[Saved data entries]

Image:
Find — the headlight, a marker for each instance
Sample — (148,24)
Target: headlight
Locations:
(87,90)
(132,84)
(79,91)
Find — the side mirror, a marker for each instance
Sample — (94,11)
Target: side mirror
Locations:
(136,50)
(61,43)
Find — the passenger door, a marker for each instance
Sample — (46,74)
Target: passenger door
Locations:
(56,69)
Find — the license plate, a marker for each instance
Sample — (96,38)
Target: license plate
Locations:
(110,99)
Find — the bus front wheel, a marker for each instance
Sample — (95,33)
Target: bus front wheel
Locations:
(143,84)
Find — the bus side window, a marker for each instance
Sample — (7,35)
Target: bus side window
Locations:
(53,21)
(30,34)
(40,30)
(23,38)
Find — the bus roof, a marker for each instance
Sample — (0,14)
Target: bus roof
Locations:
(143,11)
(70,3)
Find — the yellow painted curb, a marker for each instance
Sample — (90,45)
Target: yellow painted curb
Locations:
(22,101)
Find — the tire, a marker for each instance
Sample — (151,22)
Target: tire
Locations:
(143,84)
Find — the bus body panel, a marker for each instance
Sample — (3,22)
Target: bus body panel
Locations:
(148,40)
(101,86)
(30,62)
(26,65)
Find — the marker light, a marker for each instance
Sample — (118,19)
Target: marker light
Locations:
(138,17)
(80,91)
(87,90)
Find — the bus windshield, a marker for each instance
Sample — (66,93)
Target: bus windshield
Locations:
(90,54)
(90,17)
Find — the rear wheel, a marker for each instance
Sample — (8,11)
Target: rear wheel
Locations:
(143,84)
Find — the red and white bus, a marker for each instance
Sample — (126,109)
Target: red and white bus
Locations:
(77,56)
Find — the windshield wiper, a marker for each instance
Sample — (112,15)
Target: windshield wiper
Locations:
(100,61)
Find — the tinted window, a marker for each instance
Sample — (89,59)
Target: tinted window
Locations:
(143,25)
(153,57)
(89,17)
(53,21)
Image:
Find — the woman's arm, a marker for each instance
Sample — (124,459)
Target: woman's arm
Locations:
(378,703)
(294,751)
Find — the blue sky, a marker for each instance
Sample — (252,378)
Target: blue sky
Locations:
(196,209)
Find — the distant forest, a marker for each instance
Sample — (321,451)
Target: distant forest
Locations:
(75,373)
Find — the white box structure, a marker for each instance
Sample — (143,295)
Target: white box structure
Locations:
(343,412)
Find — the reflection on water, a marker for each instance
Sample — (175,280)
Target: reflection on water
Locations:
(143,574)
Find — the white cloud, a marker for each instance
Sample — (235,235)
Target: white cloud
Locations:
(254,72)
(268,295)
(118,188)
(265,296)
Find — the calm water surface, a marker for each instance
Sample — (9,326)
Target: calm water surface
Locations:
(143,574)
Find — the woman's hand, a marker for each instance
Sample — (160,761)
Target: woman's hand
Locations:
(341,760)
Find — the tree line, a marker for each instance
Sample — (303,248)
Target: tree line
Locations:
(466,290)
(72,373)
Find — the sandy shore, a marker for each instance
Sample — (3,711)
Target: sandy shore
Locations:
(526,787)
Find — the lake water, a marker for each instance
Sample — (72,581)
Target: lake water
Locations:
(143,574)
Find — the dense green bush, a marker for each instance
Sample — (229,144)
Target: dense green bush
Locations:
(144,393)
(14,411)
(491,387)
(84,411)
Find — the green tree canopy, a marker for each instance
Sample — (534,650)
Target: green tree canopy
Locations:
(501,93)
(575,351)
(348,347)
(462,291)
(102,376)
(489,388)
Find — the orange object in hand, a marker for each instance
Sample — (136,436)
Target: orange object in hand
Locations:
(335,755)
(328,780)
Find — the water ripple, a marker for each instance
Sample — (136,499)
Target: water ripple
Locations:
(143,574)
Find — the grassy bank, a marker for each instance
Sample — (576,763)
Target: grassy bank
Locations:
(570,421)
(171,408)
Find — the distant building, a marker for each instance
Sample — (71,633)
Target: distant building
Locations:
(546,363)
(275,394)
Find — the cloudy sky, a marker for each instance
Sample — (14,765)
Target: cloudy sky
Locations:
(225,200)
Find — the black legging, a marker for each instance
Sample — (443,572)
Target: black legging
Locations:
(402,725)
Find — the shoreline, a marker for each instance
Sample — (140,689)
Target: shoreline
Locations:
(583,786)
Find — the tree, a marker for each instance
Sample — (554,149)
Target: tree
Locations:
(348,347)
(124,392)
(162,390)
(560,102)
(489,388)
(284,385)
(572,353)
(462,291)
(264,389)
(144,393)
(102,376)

Required action:
The response should consist of every record, written out exactly as given.

Exercise result:
Image:
Find — the headlight, a marker for each instance
Sample — (148,24)
Target: headlight
Locations:
(87,90)
(132,84)
(79,91)
Find — the side mirror, a marker for each instance
Sample — (94,11)
Target: side mirror
Locations:
(136,50)
(61,43)
Find — the passenger door, a marker for each instance
Sample — (46,74)
Target: passenger door
Locations:
(56,69)
Find — the license plate, a marker for each instance
Sample — (96,38)
Target: license plate
Locations:
(110,99)
Find — the bus front wheel, a marker for each instance
Sample — (95,33)
Target: bus front wheel
Locations:
(143,84)
Find — the bus side window, a marker for each instance
Sample — (7,35)
Target: bus side window
Locations:
(53,21)
(30,34)
(40,30)
(23,38)
Find — the bus roof, a marker for each instance
Sample — (0,14)
Target: bus roof
Locations:
(143,11)
(70,3)
Find — the yellow painted curb, a marker for each instance
Sample — (90,45)
Target: yellow painted curb
Locations:
(22,101)
Find — the tire, a marker for each instance
Sample — (151,22)
Target: tire
Locations:
(143,84)
Find — the bus body panel, a marker for each instance
Sample — (3,22)
Target: bus body panel
Locations:
(148,40)
(101,86)
(30,62)
(26,65)
Find — the marker light, a marker for each instance
Sample — (118,19)
Target: marker light
Locations:
(138,17)
(80,91)
(87,90)
Find — the bus windshield, a marker for each instance
Sample — (66,93)
Target: bus windshield
Locations:
(90,54)
(90,17)
Find — the rear wheel, a marker for each instance
Sample — (8,11)
Target: rear wheel
Locations:
(143,84)
Find — the red and white bus, a marker for each instance
Sample — (126,109)
Target: red and white bus
Locations:
(77,56)
Find — the windshield wiper, a marker for each instance
Sample — (112,15)
Target: windshield wiper
Locations:
(100,61)
Find — the tinted window, a marker for each instance
Sample — (89,59)
Target: tinted window
Locations:
(143,25)
(153,57)
(89,17)
(53,21)
Image:
Find — the woman's arm, a marker for each instance
Sample — (124,459)
Target: woman's arm
Locations:
(378,703)
(294,751)
Find — the blue sky, a marker for each instance
Sample — (252,378)
Target: blue sky
Locations:
(196,209)
Find — the distant forest, a marker for each instance
Sample — (321,451)
Target: distant forest
Locations:
(75,373)
Find — the white box structure, a marker for each instance
Sample — (143,295)
Target: white box structure
Locations:
(343,412)
Find — the reflection on water, a marker for each instance
Sample — (175,280)
Target: reflection on water
Locations:
(143,574)
Find — the white cloud, a marker for each instance
Sample — (235,235)
Target: white cloud
Locations:
(254,72)
(268,295)
(118,188)
(265,296)
Find — the calm water surface, a marker for each instance
Sample — (9,326)
Target: calm water surface
Locations:
(143,574)
Find — the woman's hand, a marker for each instance
Sample — (160,761)
Target: woman's hand
Locations:
(341,760)
Find — the tree line, a marker for each instance
Sample — (303,248)
Target: tree line
Locations:
(466,290)
(72,373)
Find — the sandy shore, a marker for each instance
Sample — (3,711)
Target: sandy shore
Locations:
(526,787)
Find — the lake water, a marker for each instance
Sample — (72,581)
Target: lake water
Locations:
(143,574)
Find — the dense green bush, a marker for each instance
Sample — (229,144)
Target: dense green bush
Locations:
(144,393)
(14,411)
(491,387)
(84,411)
Find — the green tree canopy, a marker for each instance
Sample — (534,650)
Target: green tree canopy
Locations:
(501,93)
(575,351)
(348,347)
(462,291)
(102,376)
(489,388)
Find — the orange object in hand, a marker for each instance
Sample — (136,436)
Target: orange object in hand
Locations:
(335,755)
(328,780)
Find — the water ripple, a marker for each instance
Sample — (136,499)
Target: water ripple
Locations:
(143,574)
Find — the grassy bank, a marker for each instance
Sample — (576,763)
Target: grassy bank
Locations:
(570,421)
(171,408)
Find — the distant building, a marker for each instance
Sample — (71,633)
Target: distant building
Locations:
(546,363)
(275,394)
Find — the cloudy sky, a marker for each instance
Sample — (14,765)
Target: cloudy sky
Locations:
(225,200)
Find — the black legging, a marker for each instance
Sample — (443,572)
Target: black legging
Locations:
(402,725)
Find — the shoreline, a marker for each instance
Sample — (140,689)
Target: shoreline
Locations:
(583,786)
Find — the tree, a marker for each instance
Sample — (554,149)
Target: tree
Locations:
(348,347)
(124,392)
(162,390)
(560,102)
(489,388)
(284,385)
(572,353)
(462,291)
(264,389)
(144,393)
(102,376)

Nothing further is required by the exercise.